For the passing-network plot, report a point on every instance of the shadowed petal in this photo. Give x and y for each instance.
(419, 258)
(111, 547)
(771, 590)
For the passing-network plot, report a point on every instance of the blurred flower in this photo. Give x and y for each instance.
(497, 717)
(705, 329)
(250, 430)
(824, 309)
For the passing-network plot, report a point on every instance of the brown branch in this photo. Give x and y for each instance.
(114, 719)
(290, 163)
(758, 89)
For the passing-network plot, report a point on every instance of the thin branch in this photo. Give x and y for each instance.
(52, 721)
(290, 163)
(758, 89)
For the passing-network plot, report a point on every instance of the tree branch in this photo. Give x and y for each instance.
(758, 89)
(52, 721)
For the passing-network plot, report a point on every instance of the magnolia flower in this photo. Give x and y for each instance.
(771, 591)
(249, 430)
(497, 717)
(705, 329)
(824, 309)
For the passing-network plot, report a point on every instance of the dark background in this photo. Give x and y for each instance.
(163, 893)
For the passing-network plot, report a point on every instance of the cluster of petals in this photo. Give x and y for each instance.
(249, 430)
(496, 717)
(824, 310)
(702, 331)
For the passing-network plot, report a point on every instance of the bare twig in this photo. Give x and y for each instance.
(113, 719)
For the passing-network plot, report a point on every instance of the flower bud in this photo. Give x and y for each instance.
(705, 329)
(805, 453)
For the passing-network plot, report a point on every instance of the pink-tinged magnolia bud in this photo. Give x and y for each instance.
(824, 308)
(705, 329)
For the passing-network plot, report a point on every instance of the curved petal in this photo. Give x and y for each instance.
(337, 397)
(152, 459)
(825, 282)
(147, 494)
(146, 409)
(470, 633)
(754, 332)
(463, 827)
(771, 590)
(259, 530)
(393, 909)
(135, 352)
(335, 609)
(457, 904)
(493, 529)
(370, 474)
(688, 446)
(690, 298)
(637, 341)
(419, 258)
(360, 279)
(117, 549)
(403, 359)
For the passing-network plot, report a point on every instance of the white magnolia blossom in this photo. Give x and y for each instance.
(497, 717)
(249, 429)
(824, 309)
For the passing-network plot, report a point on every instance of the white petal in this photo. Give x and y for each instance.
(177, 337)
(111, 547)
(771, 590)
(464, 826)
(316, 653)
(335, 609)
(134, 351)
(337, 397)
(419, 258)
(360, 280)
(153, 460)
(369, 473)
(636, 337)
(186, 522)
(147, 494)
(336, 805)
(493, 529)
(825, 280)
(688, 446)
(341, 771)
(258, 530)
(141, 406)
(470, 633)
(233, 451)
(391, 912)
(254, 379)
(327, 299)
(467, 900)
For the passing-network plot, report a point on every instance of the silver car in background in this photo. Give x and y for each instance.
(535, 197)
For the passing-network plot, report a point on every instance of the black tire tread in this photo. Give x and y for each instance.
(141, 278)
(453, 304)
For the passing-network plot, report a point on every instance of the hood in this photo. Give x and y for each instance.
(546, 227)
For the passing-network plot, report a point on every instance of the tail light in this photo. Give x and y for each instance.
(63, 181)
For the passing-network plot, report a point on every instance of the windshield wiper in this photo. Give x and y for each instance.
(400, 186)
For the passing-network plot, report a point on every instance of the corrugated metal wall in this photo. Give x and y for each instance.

========================================

### Required action
Make a word-for-word transcription of the listing above.

### Solution to the exercise
For the passing-network plot, report a point on every instance of the shadowed petal in this photo. Give x and y for each instance.
(419, 258)
(111, 547)
(771, 590)
For the passing-network plot, report a point on every instance of the blurred flower in this photo. Give x and y for each instance.
(497, 717)
(705, 329)
(250, 430)
(824, 309)
For the passing-network plot, report a point on every instance of the brown branch in this photo. Give x and y for each instance.
(114, 719)
(290, 163)
(758, 89)
For the passing-network plot, report a point on every instance of the thin branch in this photo. Give x and y for each instance.
(52, 721)
(290, 163)
(758, 89)
For the passing-network plot, report a point on every instance of the tree branch in this photo. Give x and y for each instance.
(758, 89)
(52, 721)
For the passing-network plot, report a point on every instance of the magnolia flower in this photo. Give x and y for each instance.
(771, 591)
(249, 430)
(497, 717)
(705, 329)
(824, 309)
For the passing-network plot, report a point on every instance of the dark background in this photo. Give x and y for each instance.
(163, 893)
For the passing-network plot, report a point on every instance of the cluster of petals in this photo. Give x and y for each instance.
(249, 430)
(496, 717)
(824, 310)
(702, 331)
For the passing-network plot, report a point on every instance of the bare twig in this photo. Give x and y for each instance.
(113, 719)
For the passing-network plot, report a point on every instance of the flower bud in this photo. Give x and y for each instance.
(705, 329)
(805, 453)
For the passing-network plot, report a point on every instance of the pink-tinged magnolia bud in this photo. Give x and y for each instance.
(824, 308)
(705, 329)
For the passing-network plot, report a point on every instance of the curved petal in this photo. Give x and y for each instance.
(337, 397)
(152, 459)
(825, 282)
(147, 494)
(146, 409)
(470, 633)
(754, 332)
(463, 827)
(771, 590)
(259, 530)
(393, 909)
(135, 352)
(335, 609)
(457, 904)
(493, 529)
(370, 474)
(688, 446)
(690, 298)
(637, 341)
(419, 258)
(360, 279)
(117, 549)
(403, 359)
For the passing-network plot, report a point on every instance of the white magnolia blossom in this photo. Give x and y for each instance.
(497, 717)
(249, 429)
(824, 309)
For the passing-network plot, report a point on every instance of the white petal in this photo. Give x and y for each instance.
(177, 337)
(111, 547)
(771, 590)
(464, 826)
(316, 653)
(335, 609)
(134, 351)
(337, 397)
(419, 258)
(360, 280)
(153, 460)
(369, 473)
(636, 337)
(186, 522)
(147, 494)
(336, 805)
(493, 529)
(825, 280)
(688, 446)
(341, 771)
(258, 530)
(141, 406)
(470, 633)
(233, 451)
(391, 912)
(254, 379)
(327, 299)
(467, 900)
For the passing-network plot, report a point on every instance of the silver car in background in this photo. Give x and y for each instance.
(535, 197)
For the passing-network plot, report a point on every instance of the black tire tread in this photo. Give x and y for each instance.
(141, 278)
(453, 304)
For the passing-network plot, report a point on every instance of the hood in this photo. Give x and y for each instance.
(546, 227)
For the passing-network plot, report a point on every instance of the tail light in this photo. Give x and y for each instance.
(63, 181)
For the passing-network plot, report a point on every instance of the windshield wiper in this photo. Give x and y for each instance.
(400, 186)
For the passing-network plot, report a point on every instance of the corrugated metal wall in this photo. Give x and y for each instance.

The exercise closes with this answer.